* START Excerpted text *
Discount vs. Loyalty Program
Prior to loyalty programs, companies would offer a discount to encourage sales. Discounts are customer neutral, meaning that anyone can redeem them — whether they are a new or existing customer. Intuitively, some customers are worth more to the business than others. However, discounts do not differentiate and are just as easily redeemed by loyal customers as they are by deal seekers.

Now, if an organization applied the same discount via accrued points to loyalty program customers, not only would they ensure a repeat sale, but they would create goodwill and build value in the relationship. The dollars are guaranteed to come back to the business when points are redeemed and even then, not all points will be used.

Accrued Points
The downside to this approach is that is has created a phenomenon of certain customers who like to bank their points for a future big purchase. The impact of this is two-fold if you are a business that tracks the value of your loyalty points in financial statements. First, points are a liability in the accounting sense which makes loyalty marketers concerned about creating too much liability for the organization. And, second, as most organizations’ loyalty programs revolve around a spend-and-get approach, there is a defined equation between revenue generated by loyalty program members and the liability they are able to create through their activity.
* END Excerpted text *
* START Provided material *
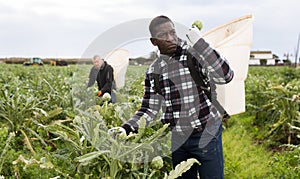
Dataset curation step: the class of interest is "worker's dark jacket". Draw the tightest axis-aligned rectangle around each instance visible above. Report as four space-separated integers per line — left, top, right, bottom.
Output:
88 62 114 94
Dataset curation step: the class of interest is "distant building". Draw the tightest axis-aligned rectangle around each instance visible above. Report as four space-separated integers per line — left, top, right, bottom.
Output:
249 51 277 65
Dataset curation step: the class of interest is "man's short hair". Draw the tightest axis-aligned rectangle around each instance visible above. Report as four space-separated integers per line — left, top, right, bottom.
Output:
93 55 101 61
149 15 174 37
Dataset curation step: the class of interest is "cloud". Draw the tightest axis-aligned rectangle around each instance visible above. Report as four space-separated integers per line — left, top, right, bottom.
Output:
0 0 300 60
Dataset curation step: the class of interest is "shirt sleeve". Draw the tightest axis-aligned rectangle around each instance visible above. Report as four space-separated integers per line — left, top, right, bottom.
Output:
191 38 234 84
124 74 162 131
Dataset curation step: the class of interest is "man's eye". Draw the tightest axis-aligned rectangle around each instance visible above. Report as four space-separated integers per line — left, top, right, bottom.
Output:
157 33 167 38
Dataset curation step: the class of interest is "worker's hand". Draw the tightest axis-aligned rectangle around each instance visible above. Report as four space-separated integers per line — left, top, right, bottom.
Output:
108 127 127 140
186 27 202 46
97 90 102 97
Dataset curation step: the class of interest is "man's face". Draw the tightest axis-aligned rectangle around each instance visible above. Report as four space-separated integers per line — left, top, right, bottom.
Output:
150 22 178 55
93 57 103 69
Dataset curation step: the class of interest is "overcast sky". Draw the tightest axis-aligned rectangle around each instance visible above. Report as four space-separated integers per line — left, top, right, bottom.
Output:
0 0 300 60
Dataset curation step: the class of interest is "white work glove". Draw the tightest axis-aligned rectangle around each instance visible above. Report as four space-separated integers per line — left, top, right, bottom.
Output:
186 27 202 46
107 127 127 139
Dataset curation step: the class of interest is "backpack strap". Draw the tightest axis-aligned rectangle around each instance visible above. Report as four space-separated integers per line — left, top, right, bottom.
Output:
187 52 211 100
152 73 162 95
187 53 230 119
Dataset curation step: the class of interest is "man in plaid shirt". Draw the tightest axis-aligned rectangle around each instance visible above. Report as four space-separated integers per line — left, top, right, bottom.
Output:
122 16 233 179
* END Provided material *
*Prompt*. Resume the text on loyalty programs and accrued points, starting right after its last sentence. The material comes from a separate source, unrelated to the text.

*Result below*.
It is important to note here that while some organizations don’t track rewards on their financials at all, others have created their own guidelines for doing so as there remains no standard accounting method for tracking and reporting on program-created rewards.

The Flip Side
While loyalty marketers have become sensitive to the balance between revenue and reward, introducing new methodologies to this equation can be seen as challenging, or at worst, a threat. However, a fixation on the spend/liability equation ignores the flip side of the coin — the impact loyal customers have to business operations. To maximize the impact of a loyalty program, marketers should consider how they can maximize the value of customers to their business, further boosting the topline.

More to the point, customers are maturing and demanding more from brand relationships. Consider that according to research by Accenture, 51% of U.S. consumers are loyal to brands that interact with them through their preferred channels of communication. Increasingly, that channel of choice is mobile and social. Indeed, as reported by comScore, one of every five minutes of digital media time is spent with social media. Of this, roughly 80 percent is spent on mobile. Given all this, it’s clear that there is a large opportunity to use social media as a mechanism to turn the smartphone into a key component of your loyalty program.

Engagement Loyalty Drives ROI
Bringing it all together, engaging customers in these new channels–enabling them to earn rewards for their brand advocacy–allows loyalty marketers to modernize their programs and focus on the operational, topline value loyal customers bring to the business. By taking a social engagement approach to loyalty marketing, with an emphasis on providing utility and a fair value exchange, brands are able to drive social actions that not only engage customers but also create social proof, earned media, and word-of-mouth that simultaneously serves to grow new customer acquisition.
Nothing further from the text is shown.